Stored data:
--- START ---

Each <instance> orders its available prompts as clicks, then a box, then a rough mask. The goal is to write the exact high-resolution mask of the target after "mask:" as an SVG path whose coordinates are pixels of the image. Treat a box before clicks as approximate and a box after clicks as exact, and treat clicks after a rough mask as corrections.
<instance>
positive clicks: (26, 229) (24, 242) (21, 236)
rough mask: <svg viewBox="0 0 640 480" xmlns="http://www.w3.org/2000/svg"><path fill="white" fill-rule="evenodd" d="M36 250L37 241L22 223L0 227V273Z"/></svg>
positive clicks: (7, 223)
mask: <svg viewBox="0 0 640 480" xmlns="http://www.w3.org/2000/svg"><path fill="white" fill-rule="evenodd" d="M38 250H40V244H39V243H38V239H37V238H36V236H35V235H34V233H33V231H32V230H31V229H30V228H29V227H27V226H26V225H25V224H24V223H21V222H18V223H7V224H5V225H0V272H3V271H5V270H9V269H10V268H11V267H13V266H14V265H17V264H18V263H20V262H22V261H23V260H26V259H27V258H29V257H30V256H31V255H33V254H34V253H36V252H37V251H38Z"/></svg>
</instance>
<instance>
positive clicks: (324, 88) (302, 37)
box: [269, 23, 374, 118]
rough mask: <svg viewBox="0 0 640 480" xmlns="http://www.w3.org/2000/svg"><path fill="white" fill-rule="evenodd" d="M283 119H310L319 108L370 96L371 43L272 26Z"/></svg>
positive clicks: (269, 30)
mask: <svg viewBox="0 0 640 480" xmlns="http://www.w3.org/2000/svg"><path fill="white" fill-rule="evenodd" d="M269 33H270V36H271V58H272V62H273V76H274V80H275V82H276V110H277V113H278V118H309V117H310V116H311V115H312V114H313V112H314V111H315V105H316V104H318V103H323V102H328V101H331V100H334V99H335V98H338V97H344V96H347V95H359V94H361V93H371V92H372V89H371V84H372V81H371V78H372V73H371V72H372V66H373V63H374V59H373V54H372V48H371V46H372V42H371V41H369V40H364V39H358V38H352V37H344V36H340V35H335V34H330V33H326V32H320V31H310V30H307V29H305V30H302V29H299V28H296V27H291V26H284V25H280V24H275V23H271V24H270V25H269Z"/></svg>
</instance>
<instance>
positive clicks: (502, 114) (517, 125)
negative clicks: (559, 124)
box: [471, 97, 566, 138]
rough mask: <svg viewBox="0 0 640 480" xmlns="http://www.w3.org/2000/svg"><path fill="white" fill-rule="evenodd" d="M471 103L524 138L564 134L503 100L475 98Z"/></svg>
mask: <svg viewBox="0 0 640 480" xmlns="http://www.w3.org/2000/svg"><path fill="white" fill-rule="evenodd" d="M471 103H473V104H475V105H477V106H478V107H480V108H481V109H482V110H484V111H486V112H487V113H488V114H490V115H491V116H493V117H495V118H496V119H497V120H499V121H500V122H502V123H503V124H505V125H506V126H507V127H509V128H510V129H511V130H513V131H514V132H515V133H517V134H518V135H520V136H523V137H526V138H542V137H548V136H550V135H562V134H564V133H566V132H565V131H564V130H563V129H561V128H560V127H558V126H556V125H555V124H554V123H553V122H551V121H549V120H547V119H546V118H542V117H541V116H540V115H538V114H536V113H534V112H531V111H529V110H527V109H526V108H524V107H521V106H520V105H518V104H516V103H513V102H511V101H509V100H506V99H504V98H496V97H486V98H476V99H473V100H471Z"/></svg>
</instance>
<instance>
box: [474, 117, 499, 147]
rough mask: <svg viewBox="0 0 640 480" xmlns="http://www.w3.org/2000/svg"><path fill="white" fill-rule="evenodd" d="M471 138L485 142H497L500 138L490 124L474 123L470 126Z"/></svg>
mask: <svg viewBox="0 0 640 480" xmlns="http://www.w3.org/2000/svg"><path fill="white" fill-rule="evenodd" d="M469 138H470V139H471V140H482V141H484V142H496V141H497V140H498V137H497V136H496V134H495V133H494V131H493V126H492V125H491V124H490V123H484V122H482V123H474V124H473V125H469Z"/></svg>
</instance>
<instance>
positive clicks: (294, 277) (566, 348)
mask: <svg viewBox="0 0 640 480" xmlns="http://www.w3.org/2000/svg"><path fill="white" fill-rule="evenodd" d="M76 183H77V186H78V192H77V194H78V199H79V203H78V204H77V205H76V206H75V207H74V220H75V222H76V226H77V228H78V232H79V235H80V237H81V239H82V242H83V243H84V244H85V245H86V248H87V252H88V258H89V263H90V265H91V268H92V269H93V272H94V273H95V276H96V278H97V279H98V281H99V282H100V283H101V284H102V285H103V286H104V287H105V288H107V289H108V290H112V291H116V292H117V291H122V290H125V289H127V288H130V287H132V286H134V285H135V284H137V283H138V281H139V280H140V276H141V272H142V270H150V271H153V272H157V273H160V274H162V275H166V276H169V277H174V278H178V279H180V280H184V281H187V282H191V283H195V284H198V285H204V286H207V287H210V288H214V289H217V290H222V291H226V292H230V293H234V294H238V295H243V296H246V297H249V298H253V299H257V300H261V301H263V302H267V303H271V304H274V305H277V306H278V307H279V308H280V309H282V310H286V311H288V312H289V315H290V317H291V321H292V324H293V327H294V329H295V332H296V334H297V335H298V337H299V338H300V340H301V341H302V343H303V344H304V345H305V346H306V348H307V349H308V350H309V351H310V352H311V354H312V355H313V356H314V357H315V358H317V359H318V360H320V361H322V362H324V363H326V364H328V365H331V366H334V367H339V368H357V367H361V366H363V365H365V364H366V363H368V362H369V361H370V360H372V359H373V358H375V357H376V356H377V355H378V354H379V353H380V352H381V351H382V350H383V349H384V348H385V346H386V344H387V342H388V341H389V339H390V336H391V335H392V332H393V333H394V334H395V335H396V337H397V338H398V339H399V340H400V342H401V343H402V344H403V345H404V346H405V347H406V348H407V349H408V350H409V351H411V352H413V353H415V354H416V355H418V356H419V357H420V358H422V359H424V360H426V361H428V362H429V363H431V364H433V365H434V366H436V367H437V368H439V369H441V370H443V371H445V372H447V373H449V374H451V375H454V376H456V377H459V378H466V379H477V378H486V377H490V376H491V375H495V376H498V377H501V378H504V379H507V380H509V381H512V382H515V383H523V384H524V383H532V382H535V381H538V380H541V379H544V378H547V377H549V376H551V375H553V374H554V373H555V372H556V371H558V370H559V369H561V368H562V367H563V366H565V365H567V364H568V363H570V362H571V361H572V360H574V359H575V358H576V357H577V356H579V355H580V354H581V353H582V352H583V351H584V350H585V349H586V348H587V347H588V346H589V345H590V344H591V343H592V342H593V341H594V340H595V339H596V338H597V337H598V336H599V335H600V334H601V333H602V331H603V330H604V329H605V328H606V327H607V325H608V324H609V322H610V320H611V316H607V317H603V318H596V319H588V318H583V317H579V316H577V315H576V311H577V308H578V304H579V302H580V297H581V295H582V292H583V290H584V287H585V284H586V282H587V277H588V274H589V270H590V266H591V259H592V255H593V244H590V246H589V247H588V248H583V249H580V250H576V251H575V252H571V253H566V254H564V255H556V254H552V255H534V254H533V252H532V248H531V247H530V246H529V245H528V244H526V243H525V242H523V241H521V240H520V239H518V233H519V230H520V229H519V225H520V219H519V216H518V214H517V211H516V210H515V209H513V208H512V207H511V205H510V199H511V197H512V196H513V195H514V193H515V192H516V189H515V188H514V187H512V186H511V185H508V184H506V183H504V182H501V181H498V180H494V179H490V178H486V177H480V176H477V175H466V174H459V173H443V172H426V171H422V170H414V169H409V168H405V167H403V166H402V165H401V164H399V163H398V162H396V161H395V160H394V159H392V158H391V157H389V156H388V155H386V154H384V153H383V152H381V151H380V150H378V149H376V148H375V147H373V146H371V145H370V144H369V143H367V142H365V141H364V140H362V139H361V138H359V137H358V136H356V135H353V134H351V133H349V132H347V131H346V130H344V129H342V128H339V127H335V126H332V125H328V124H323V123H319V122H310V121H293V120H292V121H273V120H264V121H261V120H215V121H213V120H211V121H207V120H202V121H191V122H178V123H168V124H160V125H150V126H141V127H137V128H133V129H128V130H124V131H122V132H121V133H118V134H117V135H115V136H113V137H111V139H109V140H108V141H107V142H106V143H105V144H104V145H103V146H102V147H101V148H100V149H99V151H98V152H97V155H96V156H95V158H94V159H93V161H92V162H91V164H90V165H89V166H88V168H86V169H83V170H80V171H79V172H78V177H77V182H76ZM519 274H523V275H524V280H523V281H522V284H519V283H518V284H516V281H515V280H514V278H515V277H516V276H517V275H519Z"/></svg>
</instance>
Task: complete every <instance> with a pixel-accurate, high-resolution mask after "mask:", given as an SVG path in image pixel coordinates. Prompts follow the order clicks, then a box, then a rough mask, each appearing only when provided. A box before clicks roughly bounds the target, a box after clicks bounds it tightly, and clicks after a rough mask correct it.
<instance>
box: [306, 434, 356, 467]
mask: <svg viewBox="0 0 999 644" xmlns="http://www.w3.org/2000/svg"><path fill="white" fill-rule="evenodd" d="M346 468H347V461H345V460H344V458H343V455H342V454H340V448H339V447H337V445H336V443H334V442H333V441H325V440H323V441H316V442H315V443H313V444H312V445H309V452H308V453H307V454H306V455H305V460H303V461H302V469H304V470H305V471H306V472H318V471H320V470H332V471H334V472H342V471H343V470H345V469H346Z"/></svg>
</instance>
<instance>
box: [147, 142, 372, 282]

--- END ---

Copy out each line of the data above, exactly, if it lies between the line holding "positive clicks: (324, 88) (302, 37)" and the line holding "box: [471, 97, 566, 138]", inclusive; copy no other line.

positive clicks: (324, 88) (302, 37)
box: [269, 23, 374, 118]
rough mask: <svg viewBox="0 0 640 480" xmlns="http://www.w3.org/2000/svg"><path fill="white" fill-rule="evenodd" d="M283 119H310L319 108L370 96L371 43L272 26Z"/></svg>
positive clicks: (269, 30)
mask: <svg viewBox="0 0 640 480" xmlns="http://www.w3.org/2000/svg"><path fill="white" fill-rule="evenodd" d="M269 33H270V36H271V58H272V62H273V76H274V80H275V82H276V110H277V113H278V118H309V117H310V116H311V115H312V114H313V112H314V111H315V105H316V104H318V103H323V102H328V101H331V100H334V99H335V98H338V97H344V96H347V95H359V94H361V93H371V92H372V89H371V84H372V81H371V78H372V73H371V72H372V66H373V63H374V59H373V54H372V48H371V46H372V42H371V41H369V40H364V39H358V38H352V37H344V36H340V35H335V34H330V33H326V32H320V31H310V30H307V29H305V30H302V29H299V28H296V27H291V26H284V25H280V24H275V23H271V24H270V25H269Z"/></svg>
</instance>
<instance>
positive clicks: (502, 114) (517, 125)
negative clicks: (559, 124)
box: [471, 97, 566, 138]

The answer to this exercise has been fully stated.